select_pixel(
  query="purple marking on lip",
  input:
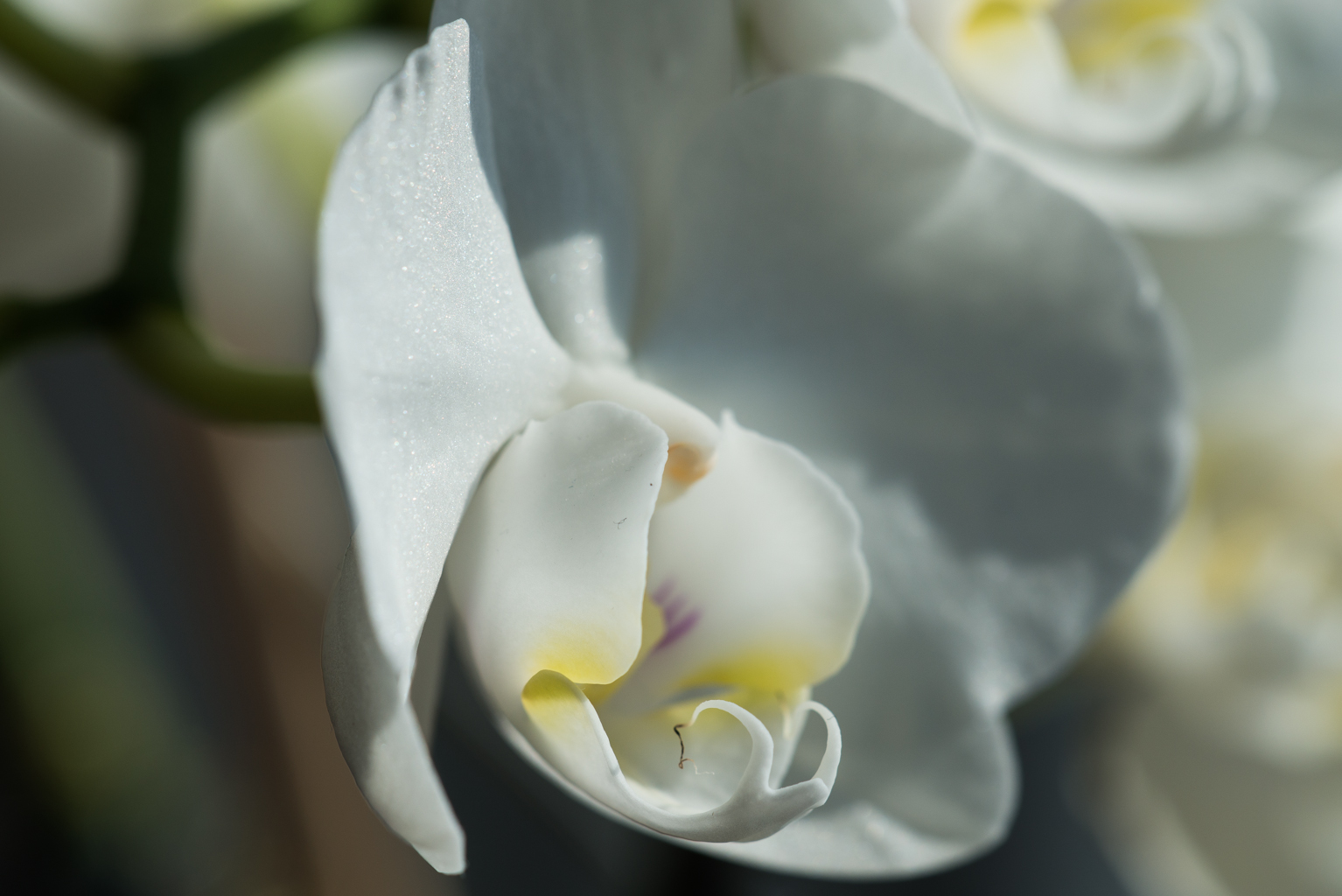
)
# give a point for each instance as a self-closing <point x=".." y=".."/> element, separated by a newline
------------------------------------------------------------
AIM: Please reproduce these lines with "purple" swapped for "violet" and everything else left as is. Omit the pictures from your answer.

THE COMPLETED TASK:
select_pixel(
  query="violet marking on lip",
  input:
)
# give a point for each instance as a self-closing <point x=".." y=".."/> element, separated by a newline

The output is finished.